» What is required
Rewrite the items below so that each "one point to a line" becomes "one point per line", with everything else left unchanged.

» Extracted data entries
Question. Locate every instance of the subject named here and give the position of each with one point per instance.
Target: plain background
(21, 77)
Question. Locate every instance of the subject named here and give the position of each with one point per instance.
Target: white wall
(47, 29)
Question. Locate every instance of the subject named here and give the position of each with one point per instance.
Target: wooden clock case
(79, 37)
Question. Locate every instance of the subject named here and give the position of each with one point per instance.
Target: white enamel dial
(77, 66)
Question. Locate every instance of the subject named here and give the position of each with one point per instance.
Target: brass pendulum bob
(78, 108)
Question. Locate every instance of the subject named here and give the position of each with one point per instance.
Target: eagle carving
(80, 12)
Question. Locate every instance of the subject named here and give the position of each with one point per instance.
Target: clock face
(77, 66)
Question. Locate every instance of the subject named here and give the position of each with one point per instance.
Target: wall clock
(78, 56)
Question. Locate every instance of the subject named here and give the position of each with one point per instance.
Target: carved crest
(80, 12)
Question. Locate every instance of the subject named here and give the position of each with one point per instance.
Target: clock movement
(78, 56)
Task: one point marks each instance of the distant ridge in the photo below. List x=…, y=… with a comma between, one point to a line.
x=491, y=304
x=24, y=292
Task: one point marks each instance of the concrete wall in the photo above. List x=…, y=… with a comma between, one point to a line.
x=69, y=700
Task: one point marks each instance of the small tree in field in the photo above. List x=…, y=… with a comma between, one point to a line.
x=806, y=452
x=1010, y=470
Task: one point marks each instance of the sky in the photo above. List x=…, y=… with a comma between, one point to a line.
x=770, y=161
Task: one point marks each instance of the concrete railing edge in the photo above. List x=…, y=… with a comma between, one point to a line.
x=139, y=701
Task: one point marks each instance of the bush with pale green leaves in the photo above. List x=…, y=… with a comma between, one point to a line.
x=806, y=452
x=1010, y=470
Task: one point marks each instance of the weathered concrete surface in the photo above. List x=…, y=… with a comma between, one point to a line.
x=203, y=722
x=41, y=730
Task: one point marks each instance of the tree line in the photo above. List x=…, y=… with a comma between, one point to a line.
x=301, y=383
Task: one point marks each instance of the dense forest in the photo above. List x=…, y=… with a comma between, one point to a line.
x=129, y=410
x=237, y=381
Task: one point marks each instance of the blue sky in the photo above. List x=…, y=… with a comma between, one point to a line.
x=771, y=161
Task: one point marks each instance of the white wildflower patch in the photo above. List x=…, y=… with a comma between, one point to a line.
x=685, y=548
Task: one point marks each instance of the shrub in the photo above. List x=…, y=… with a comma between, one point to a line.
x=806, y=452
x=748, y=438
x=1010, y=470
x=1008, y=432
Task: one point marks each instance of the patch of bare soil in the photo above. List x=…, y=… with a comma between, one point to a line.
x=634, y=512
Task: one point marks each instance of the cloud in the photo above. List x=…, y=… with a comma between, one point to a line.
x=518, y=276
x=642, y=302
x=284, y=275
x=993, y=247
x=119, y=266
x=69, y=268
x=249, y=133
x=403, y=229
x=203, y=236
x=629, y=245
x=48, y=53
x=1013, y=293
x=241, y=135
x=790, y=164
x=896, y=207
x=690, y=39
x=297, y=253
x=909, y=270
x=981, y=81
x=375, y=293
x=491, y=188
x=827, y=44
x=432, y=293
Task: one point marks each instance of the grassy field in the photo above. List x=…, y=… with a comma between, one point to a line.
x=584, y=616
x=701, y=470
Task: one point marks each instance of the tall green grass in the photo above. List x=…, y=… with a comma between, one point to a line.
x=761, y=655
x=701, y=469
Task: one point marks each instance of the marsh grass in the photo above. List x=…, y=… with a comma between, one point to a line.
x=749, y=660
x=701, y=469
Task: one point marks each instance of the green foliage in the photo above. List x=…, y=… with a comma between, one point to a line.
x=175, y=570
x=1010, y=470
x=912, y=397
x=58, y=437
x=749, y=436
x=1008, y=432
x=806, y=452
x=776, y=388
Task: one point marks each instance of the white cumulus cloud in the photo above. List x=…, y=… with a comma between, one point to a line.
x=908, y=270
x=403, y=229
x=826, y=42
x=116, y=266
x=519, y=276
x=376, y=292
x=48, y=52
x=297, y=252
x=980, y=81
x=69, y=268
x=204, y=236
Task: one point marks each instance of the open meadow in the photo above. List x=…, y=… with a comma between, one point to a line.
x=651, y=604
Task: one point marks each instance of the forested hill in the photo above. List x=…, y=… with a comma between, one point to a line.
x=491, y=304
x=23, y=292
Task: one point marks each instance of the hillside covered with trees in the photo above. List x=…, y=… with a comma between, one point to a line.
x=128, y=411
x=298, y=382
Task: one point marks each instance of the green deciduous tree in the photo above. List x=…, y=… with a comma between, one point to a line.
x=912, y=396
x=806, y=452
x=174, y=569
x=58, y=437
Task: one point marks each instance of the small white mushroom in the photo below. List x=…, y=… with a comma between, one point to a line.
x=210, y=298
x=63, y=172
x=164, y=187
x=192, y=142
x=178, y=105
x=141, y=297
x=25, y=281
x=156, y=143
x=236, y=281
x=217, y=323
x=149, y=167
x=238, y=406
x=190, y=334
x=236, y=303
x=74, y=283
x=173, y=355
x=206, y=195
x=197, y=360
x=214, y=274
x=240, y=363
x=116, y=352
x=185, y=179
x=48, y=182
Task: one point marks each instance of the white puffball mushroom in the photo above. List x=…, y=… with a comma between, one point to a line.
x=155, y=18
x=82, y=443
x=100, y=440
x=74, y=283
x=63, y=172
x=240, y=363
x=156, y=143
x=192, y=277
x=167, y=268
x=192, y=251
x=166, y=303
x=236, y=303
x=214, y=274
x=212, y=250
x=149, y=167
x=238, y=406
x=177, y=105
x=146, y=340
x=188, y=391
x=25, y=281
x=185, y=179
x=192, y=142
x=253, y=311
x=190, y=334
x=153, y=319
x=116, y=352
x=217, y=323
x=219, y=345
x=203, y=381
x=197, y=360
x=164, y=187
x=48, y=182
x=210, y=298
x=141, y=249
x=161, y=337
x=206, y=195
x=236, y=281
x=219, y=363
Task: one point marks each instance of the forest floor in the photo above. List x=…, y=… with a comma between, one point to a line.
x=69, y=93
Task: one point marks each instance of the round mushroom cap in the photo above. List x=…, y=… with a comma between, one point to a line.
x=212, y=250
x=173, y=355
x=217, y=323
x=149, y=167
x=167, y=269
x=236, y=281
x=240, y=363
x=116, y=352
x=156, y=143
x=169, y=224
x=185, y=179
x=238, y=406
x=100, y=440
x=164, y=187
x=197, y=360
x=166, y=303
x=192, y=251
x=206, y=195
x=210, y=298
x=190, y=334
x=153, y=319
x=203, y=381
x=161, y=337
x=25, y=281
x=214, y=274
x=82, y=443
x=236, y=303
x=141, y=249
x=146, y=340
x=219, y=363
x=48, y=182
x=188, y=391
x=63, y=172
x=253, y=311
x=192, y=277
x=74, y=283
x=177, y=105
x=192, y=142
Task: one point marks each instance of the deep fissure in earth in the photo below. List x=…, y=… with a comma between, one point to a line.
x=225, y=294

» Answer to the problem
Question. Locate every instance of the subject named here and give the position of each with one point per instance.
Target: plain background
(21, 77)
Question. Locate every instance of the subject named here and give the position of each with one point per instance.
Target: white wall
(47, 29)
Question. Locate every instance of the subject named here and give the position of each with one point per instance.
Target: wooden clock case
(79, 37)
Question. Locate every instance of the subject named here and give the position of each with one point per instance.
Target: white enamel dial
(77, 66)
Question. Locate every instance of the subject named here and give the position of each with one point per instance.
Target: brass pendulum bob
(78, 108)
Question. Locate every instance of the subject named here and give the position of each with one point per instance.
Target: eagle carving
(80, 12)
Question. Locate every instance of the subject named here and give the position of each with one point per instance.
Target: clock face
(77, 66)
Question. Locate every instance of the subject named here and give the position of each with one point per instance.
Target: wall clock
(78, 56)
Question. Locate every instance of the subject named here and give the position of each with one point per instance.
Target: carved crest
(80, 12)
Question. Locate every instance of the subject named here and give the position of each with one point per instance.
Target: clock movement
(78, 56)
Task: one point marks each instance of the distant ridge in the photo below. List x=…, y=… with a comma between, one point per line.
x=491, y=304
x=24, y=292
Task: one point marks each instance of the concrete wall in the photo above. List x=…, y=… with a comma between, one point per line.
x=69, y=700
Task: one point marks each instance of the small tree in field in the photo above. List x=…, y=… with a comma between, one point per line.
x=806, y=452
x=1010, y=470
Task: one point marks each instance of the sky in the photo above. List x=…, y=… with a comma between, one point per line.
x=770, y=161
Task: one point marks each instance of the concrete railing edge in the photo above. List x=…, y=… with a comma between, one point per line.
x=139, y=701
Task: one point marks each instance of the bush with pale green leaves in the photo above. List x=…, y=… with a comma between, one point per line.
x=806, y=452
x=1010, y=470
Task: one point marks each instance of the weathered concrete surface in the photo above. List x=…, y=… with a comma between, one point per line.
x=203, y=722
x=41, y=730
Task: one point marks each instance of the tree line in the photo above. List x=…, y=… with a comma between, one point per line.
x=301, y=383
Task: one point marks each instance of the dense forest in the photo above. List x=…, y=… with a comma between, one point per line.
x=129, y=410
x=237, y=381
Task: one point marks each instance of the blue sky in the photo above. List x=…, y=… with a comma between, one point per line.
x=771, y=161
Task: one point marks each instance of the white wildflower patch in the photo above. List x=…, y=… with a comma between, one point per line.
x=685, y=548
Task: one point marks each instance of the shrub in the photo above. List x=…, y=… with a comma between, one point per line.
x=806, y=452
x=748, y=438
x=1010, y=470
x=1008, y=432
Task: one point marks each instance of the patch of bare soil in the photo above. List x=…, y=… with a comma between, one point per line.
x=634, y=512
Task: one point marks each instance of the cloud in the photo above. List x=…, y=… with a comma between, one point per line.
x=518, y=276
x=642, y=302
x=284, y=275
x=993, y=247
x=119, y=266
x=69, y=268
x=249, y=133
x=403, y=229
x=203, y=236
x=629, y=245
x=48, y=53
x=1013, y=293
x=241, y=135
x=790, y=164
x=896, y=207
x=690, y=39
x=297, y=253
x=909, y=270
x=981, y=81
x=375, y=293
x=491, y=188
x=827, y=44
x=432, y=293
Task: one point marks each instance of the grassy field in the photo above. List x=…, y=… with a comma between, one point per line.
x=584, y=616
x=701, y=470
Task: one point marks each instance of the tall green grass in the photo above. List x=…, y=… with a comma between, one point per line.
x=761, y=655
x=701, y=469
Task: one point marks each instance of the marsh grass in the photo above. List x=…, y=… with a comma between, one point per line.
x=749, y=660
x=701, y=469
Task: one point marks each instance of the green foliage in the photo above. List x=…, y=… with a comma between, one point per line.
x=175, y=570
x=1010, y=470
x=912, y=397
x=58, y=437
x=749, y=436
x=1008, y=432
x=806, y=452
x=776, y=388
Task: one point marks each instance of the white cumulus cloud in the photo above. List x=…, y=… with a comma between, one point per line.
x=908, y=270
x=403, y=229
x=826, y=42
x=116, y=266
x=519, y=276
x=376, y=292
x=48, y=52
x=297, y=252
x=980, y=81
x=69, y=268
x=204, y=236
Task: one point marks each instance of the open meadow in the photo above. List x=…, y=… with a comma between, one point per line.
x=651, y=604
Task: one point marks each instance of the forested hill in the photo above. List x=…, y=… with a comma between, one point per line.
x=491, y=304
x=23, y=292
Task: one point marks each instance of the hillside covered with trees in the photo above. List x=…, y=… with a comma between, one point per line.
x=128, y=411
x=298, y=382
Task: one point marks each instance of the green deciduous tree in the photo above. List x=…, y=… with a comma between, one point per line.
x=912, y=396
x=806, y=452
x=174, y=569
x=58, y=437
Task: one point marks each instance of the small white mushroom in the photo below. List x=…, y=… with a comma between, one point per line.
x=210, y=298
x=63, y=172
x=164, y=187
x=192, y=142
x=178, y=105
x=141, y=297
x=25, y=281
x=156, y=143
x=236, y=281
x=217, y=323
x=149, y=167
x=238, y=406
x=190, y=334
x=236, y=303
x=74, y=283
x=173, y=355
x=206, y=195
x=197, y=360
x=214, y=274
x=240, y=363
x=116, y=352
x=185, y=179
x=48, y=182
Task: one point marks each instance of the white puffball mushroom in the photo above. List x=…, y=… with a comma between, one point per line.
x=155, y=18
x=82, y=443
x=100, y=440
x=74, y=283
x=63, y=172
x=240, y=363
x=156, y=143
x=192, y=277
x=167, y=268
x=192, y=251
x=166, y=303
x=236, y=303
x=214, y=274
x=212, y=250
x=149, y=167
x=238, y=406
x=177, y=105
x=146, y=340
x=188, y=391
x=25, y=281
x=185, y=179
x=192, y=142
x=253, y=311
x=190, y=334
x=153, y=319
x=116, y=352
x=217, y=323
x=219, y=345
x=203, y=381
x=197, y=360
x=164, y=187
x=48, y=182
x=210, y=298
x=141, y=249
x=161, y=337
x=206, y=195
x=236, y=281
x=219, y=363
Task: one point marks each instance of the forest floor in the photo above. List x=…, y=… with a comma between, one point per line.
x=69, y=93
Task: one point marks each instance of the round mushroom cap in the photo above. List x=…, y=… with a comma between, one point per line.
x=212, y=250
x=173, y=355
x=217, y=323
x=149, y=167
x=167, y=269
x=236, y=281
x=240, y=363
x=116, y=352
x=156, y=143
x=169, y=224
x=185, y=179
x=238, y=406
x=100, y=440
x=164, y=187
x=197, y=360
x=166, y=303
x=192, y=251
x=206, y=195
x=210, y=298
x=190, y=334
x=153, y=319
x=203, y=381
x=161, y=337
x=25, y=281
x=214, y=274
x=82, y=443
x=236, y=303
x=141, y=249
x=146, y=340
x=219, y=363
x=48, y=182
x=188, y=391
x=63, y=172
x=253, y=311
x=192, y=277
x=74, y=283
x=177, y=105
x=192, y=142
Task: one point marks each instance of the deep fissure in earth in the photo below. List x=…, y=… with a comma between, one point per line.
x=225, y=294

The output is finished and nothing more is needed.